§ **DATA LISTING**:
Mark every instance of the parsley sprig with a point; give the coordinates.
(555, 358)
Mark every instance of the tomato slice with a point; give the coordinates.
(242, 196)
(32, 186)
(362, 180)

§ **REQUIREMENT**:
A faithful copy of all the records is required.

§ **ANSWER FOR THE TASK**:
Mark every instance of the parsley sprig with a point; give the coordinates.
(555, 358)
Mark every instance of the tomato slice with a point; give the coordinates.
(242, 196)
(32, 186)
(362, 180)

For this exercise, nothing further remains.